WE MAY DRIVE red equipment, but green is our favorite color by far. A perfectly plowed field has nothing on the brilliant green mat dotted with hairy vetch flowers that dominates our tractor cab view when my cousin, Tim Imhoff, and I seed our crops.
As the mat turns brown and creates a protective shield, green crop seedlings, not weeds, poke through. Acres dedicated to multi-species cover crops make a green jungle for Tim’s cattle herd, and a green annual ryegrass cover crop mix splits corn rows as we look down from the harvester. Yeah, we really like green.
Green yields green, too. Since implementing cover crops in our long-term no-till fields, we have significantly increased the income derived from the same acres. Though it would seem we’re taking more from the soil by having it grow something constantly, instead we’ve seen soil health build and benefits compound.
My wife, Ginger, and I know we someday will turn over to Tim’s children, the seventh generation on this farm, a place that’s in far better condition to support them and their families.

##############################

# STATED TASK:
In the passage about cover crops, who will be the seventh generation on the farm?

# LISTING:
##############################

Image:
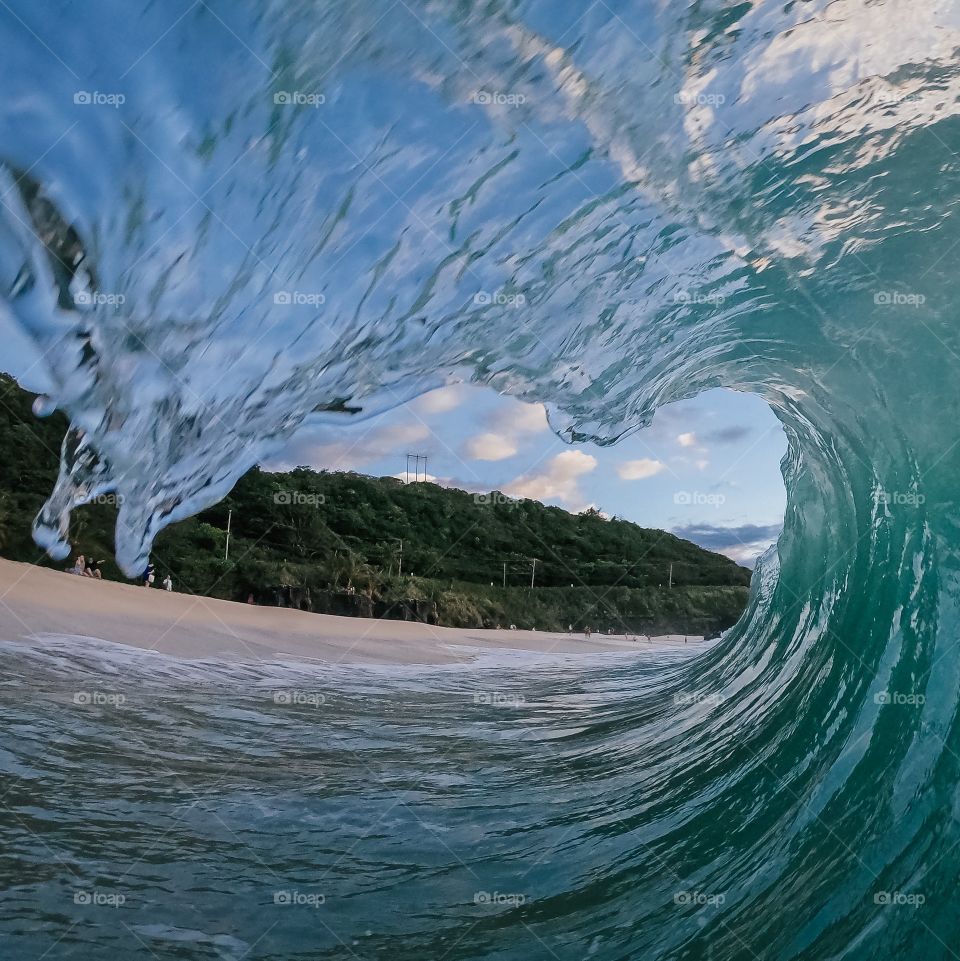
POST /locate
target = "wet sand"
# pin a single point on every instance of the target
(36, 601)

##############################

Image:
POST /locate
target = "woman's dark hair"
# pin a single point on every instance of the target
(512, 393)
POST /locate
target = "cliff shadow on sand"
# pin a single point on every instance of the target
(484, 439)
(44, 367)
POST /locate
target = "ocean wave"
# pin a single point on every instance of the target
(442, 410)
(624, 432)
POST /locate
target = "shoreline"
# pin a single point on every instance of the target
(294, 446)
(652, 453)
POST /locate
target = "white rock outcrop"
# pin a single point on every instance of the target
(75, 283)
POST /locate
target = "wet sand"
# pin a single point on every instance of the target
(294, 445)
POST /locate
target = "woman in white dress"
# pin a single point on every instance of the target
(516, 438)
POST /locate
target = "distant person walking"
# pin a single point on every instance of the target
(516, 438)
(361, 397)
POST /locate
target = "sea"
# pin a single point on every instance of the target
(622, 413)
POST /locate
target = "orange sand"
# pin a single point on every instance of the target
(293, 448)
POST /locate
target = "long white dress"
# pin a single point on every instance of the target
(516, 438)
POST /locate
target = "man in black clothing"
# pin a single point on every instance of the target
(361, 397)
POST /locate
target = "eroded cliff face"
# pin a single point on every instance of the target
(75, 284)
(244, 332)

##############################

# TASK OUTPUT:
Tim's children.